● GIVEN TASK:
Change "bare shoulder" to "bare upper arm" in the items from the line with "of the bare" up to and including the line with "Query: bare shoulder", leaving everything else as it is, and return only those lines.

--- Start ---

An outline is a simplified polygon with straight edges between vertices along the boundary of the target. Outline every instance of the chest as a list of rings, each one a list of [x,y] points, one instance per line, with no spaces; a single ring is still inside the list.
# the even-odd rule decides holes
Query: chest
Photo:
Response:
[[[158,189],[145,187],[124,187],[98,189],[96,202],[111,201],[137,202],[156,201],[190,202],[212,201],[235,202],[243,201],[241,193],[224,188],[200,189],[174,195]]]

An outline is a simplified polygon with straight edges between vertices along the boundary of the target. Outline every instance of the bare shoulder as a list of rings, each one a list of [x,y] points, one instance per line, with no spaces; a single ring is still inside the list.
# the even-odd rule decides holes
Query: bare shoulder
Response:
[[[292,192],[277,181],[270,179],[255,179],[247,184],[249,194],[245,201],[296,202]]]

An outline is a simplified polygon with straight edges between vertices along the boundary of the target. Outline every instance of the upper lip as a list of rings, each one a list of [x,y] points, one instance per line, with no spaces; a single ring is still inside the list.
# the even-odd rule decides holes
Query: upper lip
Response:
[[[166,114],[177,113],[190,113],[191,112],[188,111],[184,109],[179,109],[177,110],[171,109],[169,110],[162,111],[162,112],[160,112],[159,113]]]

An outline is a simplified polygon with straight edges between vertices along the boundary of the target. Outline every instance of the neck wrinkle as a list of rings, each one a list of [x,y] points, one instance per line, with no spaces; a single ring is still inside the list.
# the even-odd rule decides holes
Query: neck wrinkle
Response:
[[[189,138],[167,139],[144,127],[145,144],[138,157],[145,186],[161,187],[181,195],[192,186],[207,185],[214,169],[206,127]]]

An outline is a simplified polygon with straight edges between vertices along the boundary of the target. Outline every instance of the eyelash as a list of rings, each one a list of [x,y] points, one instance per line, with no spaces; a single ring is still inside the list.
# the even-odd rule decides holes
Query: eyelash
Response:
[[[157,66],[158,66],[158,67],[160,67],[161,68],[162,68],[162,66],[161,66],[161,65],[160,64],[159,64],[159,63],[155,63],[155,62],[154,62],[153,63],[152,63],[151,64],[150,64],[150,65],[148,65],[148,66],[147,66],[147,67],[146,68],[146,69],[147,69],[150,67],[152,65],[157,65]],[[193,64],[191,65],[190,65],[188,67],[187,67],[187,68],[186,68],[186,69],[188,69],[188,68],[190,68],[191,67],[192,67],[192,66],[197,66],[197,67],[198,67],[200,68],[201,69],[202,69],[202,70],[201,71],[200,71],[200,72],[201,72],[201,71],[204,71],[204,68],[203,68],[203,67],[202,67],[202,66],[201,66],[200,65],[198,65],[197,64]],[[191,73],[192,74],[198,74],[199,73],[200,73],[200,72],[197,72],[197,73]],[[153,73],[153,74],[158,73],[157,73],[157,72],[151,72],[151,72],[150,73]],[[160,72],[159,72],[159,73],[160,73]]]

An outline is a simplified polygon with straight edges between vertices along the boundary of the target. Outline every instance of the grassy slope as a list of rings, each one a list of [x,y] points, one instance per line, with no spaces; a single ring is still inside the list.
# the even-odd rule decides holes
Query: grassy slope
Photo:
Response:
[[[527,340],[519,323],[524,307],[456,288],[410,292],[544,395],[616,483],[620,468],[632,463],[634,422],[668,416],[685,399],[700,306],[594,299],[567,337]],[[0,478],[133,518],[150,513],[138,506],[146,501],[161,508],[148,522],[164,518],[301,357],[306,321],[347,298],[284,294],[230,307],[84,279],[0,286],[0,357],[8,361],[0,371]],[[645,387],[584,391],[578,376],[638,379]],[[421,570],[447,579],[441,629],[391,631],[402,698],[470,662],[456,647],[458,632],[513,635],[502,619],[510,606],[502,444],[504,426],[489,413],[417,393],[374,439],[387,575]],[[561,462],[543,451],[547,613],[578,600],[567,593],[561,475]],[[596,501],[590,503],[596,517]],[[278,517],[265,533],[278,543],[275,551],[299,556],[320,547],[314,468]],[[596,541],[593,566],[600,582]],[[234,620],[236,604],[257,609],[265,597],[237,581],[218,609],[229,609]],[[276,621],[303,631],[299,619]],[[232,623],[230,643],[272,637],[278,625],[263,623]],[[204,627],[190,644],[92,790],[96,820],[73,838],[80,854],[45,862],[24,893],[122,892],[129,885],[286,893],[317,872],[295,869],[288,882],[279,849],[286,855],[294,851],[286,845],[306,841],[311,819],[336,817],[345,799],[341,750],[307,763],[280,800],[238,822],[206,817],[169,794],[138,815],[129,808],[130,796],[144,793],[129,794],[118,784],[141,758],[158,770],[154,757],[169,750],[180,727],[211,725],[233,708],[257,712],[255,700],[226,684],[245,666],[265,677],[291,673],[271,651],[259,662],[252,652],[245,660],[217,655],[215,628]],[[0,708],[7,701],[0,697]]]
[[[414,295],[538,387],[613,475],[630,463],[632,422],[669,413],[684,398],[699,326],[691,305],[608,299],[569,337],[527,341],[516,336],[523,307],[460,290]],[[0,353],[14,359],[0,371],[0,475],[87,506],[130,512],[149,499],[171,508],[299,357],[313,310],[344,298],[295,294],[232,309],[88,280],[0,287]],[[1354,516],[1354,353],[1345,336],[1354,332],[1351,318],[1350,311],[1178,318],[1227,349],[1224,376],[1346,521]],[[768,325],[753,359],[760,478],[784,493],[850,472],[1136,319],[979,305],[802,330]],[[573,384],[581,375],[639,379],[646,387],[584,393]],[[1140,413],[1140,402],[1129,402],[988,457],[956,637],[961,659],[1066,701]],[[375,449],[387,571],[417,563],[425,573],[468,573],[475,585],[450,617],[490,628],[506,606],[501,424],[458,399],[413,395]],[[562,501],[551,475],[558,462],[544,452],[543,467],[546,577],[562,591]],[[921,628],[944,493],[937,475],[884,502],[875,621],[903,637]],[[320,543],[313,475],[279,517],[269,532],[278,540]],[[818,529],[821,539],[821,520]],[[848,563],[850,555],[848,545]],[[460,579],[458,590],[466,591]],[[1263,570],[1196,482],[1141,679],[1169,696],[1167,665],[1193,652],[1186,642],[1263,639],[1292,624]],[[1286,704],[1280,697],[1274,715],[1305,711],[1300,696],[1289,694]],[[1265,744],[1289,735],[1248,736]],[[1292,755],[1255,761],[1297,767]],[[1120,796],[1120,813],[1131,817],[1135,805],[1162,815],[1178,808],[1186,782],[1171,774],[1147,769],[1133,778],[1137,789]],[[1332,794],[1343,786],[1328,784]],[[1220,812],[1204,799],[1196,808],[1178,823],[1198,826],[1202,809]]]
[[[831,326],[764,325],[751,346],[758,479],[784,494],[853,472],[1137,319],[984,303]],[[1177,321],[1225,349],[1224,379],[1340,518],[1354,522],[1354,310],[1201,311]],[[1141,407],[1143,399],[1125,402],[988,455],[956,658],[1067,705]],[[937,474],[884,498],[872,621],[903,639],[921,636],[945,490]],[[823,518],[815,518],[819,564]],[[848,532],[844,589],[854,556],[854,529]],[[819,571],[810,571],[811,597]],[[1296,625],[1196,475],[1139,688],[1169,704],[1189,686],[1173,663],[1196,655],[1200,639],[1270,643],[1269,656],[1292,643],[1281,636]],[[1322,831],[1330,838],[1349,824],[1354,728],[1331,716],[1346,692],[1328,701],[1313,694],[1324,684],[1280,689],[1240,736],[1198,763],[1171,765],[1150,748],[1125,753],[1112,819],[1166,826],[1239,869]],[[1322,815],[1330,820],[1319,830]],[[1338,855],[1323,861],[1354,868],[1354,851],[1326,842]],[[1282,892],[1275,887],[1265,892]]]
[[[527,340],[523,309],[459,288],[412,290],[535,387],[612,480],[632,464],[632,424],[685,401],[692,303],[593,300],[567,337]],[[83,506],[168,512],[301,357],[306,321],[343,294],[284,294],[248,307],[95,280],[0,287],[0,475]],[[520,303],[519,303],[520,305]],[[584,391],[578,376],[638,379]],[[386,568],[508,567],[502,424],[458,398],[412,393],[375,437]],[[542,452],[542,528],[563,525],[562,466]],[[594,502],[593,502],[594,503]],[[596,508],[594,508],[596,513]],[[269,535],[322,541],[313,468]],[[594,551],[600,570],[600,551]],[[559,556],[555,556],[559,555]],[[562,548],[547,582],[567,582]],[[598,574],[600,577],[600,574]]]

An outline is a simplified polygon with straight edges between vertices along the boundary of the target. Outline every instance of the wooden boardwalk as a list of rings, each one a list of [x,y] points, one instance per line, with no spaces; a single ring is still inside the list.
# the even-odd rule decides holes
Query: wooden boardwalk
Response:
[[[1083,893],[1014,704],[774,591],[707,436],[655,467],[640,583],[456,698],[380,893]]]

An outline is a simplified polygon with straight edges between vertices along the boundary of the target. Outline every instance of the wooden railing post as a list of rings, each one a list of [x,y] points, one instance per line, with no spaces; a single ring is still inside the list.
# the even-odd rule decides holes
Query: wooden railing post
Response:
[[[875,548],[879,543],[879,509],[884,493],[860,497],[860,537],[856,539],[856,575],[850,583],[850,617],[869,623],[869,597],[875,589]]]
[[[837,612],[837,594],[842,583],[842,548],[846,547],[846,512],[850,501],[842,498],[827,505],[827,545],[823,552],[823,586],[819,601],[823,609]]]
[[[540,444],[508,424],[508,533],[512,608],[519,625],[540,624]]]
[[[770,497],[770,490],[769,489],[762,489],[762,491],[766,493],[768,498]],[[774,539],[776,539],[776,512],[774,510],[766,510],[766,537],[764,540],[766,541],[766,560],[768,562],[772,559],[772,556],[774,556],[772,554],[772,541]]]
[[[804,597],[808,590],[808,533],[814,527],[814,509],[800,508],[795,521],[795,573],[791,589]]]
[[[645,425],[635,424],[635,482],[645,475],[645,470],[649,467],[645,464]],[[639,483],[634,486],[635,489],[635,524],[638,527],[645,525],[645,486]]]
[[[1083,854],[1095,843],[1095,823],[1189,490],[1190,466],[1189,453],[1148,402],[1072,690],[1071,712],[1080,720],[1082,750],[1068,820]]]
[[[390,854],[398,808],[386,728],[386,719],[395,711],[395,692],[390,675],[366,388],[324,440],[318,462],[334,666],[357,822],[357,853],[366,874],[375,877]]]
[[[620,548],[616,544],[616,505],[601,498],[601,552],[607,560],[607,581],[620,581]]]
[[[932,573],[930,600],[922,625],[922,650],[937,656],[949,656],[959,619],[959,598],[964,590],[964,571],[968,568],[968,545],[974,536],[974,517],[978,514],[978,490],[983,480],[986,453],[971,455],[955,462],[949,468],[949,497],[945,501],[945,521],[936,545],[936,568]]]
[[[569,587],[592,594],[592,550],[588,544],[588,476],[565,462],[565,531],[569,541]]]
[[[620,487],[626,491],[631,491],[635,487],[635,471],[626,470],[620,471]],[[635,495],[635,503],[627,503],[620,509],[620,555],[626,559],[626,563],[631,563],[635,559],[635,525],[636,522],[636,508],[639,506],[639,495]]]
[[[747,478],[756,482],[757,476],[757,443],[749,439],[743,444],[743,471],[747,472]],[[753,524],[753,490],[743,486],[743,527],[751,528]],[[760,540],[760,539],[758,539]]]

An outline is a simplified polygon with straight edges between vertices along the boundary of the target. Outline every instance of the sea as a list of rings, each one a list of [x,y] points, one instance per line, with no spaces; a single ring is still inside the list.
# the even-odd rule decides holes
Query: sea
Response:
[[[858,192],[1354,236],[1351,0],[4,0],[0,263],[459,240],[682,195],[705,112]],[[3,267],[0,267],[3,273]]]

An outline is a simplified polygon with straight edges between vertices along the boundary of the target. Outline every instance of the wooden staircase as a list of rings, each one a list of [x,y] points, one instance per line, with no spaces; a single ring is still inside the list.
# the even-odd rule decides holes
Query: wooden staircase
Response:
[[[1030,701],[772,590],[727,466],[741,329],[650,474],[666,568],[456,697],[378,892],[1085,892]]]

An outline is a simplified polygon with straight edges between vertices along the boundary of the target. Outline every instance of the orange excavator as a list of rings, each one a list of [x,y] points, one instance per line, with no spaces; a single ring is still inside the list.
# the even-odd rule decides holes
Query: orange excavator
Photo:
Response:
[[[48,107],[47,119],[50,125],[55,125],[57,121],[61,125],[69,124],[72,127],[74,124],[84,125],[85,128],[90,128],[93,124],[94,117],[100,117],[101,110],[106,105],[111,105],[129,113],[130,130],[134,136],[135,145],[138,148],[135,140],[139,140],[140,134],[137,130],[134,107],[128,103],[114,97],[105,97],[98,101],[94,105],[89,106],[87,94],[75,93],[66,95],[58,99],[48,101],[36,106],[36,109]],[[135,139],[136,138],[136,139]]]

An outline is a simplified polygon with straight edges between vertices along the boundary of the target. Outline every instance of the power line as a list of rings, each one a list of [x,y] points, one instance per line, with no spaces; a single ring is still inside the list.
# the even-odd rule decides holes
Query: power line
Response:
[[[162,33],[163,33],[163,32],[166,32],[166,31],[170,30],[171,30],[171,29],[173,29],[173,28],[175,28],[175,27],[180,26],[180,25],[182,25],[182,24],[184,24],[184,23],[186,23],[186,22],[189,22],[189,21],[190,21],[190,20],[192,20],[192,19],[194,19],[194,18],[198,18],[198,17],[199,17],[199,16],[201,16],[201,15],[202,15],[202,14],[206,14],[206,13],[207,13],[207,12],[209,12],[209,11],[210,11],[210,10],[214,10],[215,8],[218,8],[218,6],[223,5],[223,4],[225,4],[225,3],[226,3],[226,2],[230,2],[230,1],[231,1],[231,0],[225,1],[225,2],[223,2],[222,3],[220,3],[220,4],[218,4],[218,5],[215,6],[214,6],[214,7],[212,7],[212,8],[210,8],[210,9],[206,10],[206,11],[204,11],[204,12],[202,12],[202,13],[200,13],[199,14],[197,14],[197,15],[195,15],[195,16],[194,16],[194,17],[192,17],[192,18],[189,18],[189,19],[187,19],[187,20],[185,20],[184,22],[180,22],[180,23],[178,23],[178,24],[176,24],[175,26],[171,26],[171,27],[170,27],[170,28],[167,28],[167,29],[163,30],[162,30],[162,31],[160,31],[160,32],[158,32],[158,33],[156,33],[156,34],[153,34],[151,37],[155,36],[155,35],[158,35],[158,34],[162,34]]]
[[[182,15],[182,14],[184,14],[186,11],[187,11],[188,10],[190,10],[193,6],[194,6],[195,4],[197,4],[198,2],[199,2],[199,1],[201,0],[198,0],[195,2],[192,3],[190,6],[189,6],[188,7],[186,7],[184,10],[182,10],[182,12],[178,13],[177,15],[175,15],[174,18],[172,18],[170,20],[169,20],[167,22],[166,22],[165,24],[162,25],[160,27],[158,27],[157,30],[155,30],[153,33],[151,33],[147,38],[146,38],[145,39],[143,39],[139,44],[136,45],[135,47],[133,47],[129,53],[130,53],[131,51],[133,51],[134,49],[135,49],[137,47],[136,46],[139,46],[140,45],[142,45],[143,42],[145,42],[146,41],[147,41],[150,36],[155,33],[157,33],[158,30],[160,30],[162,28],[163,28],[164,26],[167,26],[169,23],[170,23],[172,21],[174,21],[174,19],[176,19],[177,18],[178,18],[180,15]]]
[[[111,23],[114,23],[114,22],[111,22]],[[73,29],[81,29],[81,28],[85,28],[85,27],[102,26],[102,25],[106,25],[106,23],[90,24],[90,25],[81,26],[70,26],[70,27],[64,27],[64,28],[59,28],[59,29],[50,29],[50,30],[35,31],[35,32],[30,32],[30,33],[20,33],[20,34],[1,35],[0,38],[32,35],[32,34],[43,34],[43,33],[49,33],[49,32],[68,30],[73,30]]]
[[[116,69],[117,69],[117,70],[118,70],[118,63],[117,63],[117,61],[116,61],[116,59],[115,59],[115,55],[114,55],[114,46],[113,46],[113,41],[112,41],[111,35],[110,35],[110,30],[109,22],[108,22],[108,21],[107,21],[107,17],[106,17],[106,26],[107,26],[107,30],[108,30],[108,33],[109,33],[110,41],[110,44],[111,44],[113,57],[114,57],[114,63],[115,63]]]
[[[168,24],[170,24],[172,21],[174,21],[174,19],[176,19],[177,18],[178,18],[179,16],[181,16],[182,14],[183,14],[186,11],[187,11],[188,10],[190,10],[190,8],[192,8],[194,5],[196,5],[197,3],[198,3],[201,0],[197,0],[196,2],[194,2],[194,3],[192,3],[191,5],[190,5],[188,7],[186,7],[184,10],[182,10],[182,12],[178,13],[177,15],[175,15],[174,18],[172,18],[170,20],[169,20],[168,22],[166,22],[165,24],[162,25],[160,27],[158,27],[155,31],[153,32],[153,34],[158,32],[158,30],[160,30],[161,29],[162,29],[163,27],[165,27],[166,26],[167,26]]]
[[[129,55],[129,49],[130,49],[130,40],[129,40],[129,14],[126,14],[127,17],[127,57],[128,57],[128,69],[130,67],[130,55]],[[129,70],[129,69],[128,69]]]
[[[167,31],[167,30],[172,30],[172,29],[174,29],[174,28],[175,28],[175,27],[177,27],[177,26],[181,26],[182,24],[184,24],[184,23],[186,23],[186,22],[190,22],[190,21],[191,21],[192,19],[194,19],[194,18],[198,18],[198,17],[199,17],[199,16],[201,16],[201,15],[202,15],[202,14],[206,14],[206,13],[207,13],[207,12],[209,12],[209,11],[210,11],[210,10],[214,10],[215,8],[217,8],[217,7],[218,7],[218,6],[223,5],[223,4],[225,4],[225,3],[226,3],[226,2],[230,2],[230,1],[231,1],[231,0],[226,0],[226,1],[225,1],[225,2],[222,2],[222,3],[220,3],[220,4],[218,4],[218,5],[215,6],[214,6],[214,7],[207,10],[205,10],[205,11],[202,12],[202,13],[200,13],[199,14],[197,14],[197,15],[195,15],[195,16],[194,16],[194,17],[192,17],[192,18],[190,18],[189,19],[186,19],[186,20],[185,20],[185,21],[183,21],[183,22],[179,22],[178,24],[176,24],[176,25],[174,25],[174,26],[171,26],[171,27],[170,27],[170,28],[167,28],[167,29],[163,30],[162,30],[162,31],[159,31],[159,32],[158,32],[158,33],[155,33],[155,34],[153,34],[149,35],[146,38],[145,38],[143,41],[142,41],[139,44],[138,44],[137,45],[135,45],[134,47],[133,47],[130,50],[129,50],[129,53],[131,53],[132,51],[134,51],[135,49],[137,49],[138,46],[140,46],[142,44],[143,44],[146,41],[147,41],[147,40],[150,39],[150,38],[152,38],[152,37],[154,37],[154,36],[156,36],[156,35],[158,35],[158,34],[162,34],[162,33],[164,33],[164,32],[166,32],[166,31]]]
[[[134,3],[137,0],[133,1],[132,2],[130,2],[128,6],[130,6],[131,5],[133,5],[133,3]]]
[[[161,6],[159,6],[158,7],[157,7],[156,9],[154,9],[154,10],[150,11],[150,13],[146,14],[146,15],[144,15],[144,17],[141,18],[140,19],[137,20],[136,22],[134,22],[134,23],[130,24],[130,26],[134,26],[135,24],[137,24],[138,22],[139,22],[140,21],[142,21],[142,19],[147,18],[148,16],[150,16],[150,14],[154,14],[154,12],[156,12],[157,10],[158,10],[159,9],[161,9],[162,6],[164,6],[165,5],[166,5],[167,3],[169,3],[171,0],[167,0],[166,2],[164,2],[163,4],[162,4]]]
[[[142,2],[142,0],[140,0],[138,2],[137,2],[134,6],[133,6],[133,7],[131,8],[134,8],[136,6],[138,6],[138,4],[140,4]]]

--- End ---

● FINAL RESULT:
An outline is a simplified polygon with straight edges between vertices along the boundary of the target. Outline every instance of the bare upper arm as a list of rings, each one a list of [x,y] points, one instance per line, with no spaces; a single ring is still inside the list.
# the even-odd rule decides holes
Query: bare upper arm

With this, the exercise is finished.